Record extracts:
━━━
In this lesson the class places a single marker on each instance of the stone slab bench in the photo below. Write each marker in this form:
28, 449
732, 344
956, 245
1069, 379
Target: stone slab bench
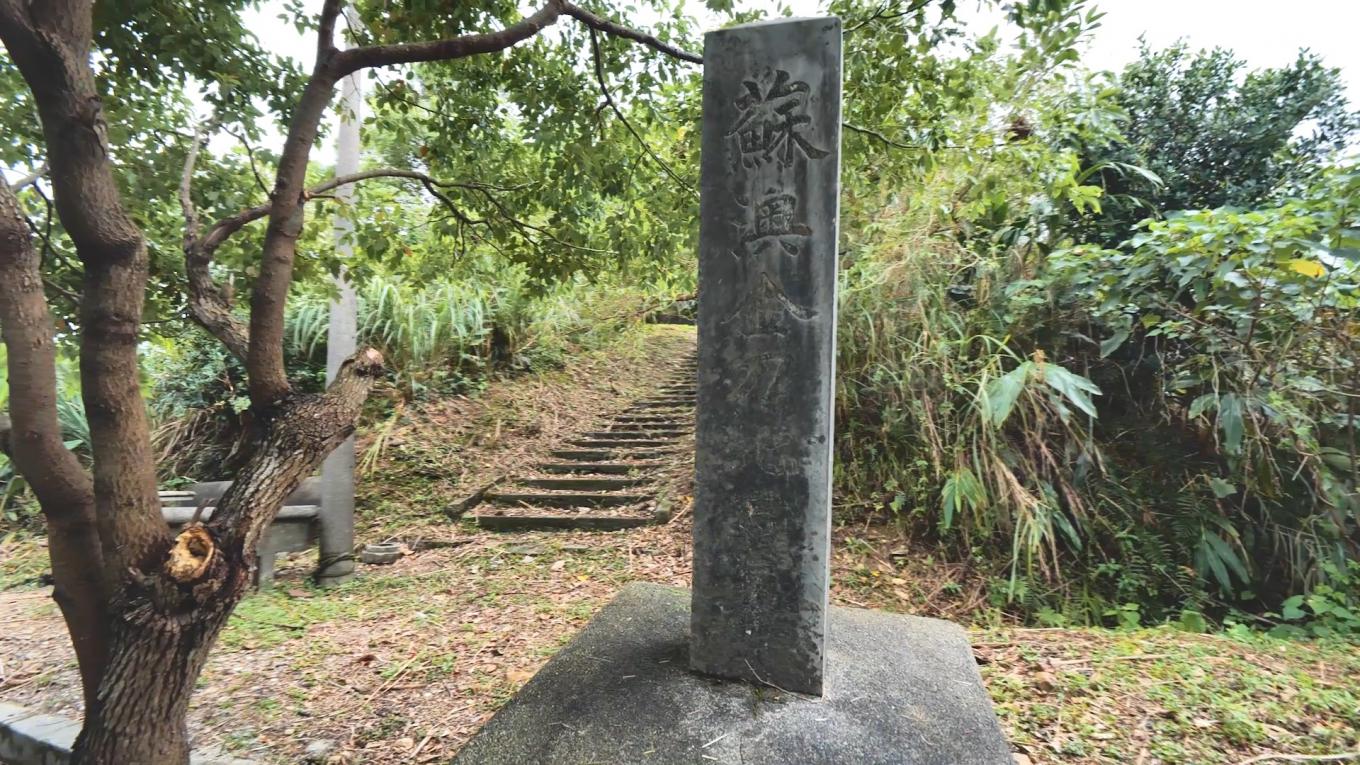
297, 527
━━━
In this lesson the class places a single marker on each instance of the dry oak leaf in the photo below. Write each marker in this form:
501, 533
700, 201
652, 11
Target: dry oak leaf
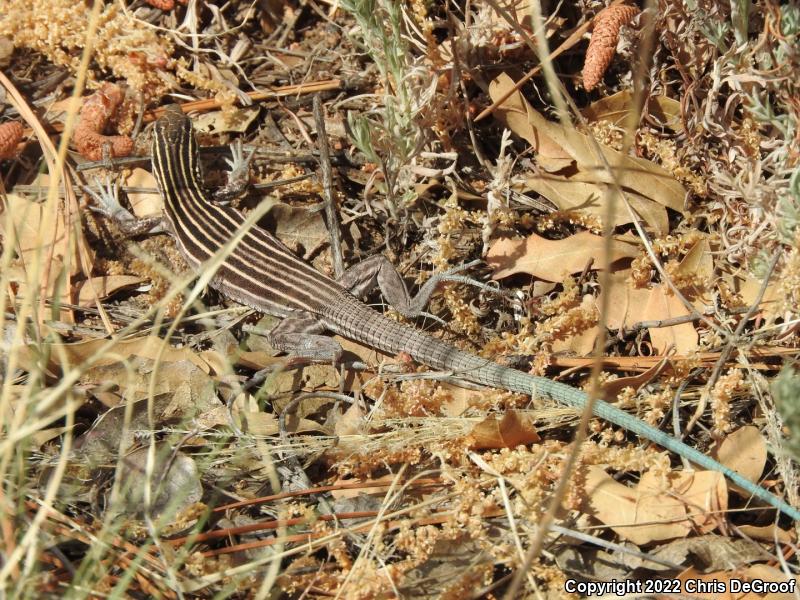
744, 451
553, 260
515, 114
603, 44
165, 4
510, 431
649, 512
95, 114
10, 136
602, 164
━━━
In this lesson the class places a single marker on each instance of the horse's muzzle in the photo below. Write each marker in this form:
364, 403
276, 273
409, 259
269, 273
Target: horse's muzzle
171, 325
━━━
What the task requires: Please pick out each line of the listing above that contains the word "class". Case counts.

Full answer:
In this lesson the class places a single marker on each instance of the stone slab bench in the photo below. Write each marker in this form:
In this lesson the class places a single marker on each instance of the dry oak leaf in the photo below. Write each marker in this form:
In this lesson the class places a single marker on each instance of the horse's muzzle in the photo below. Write each marker in this form:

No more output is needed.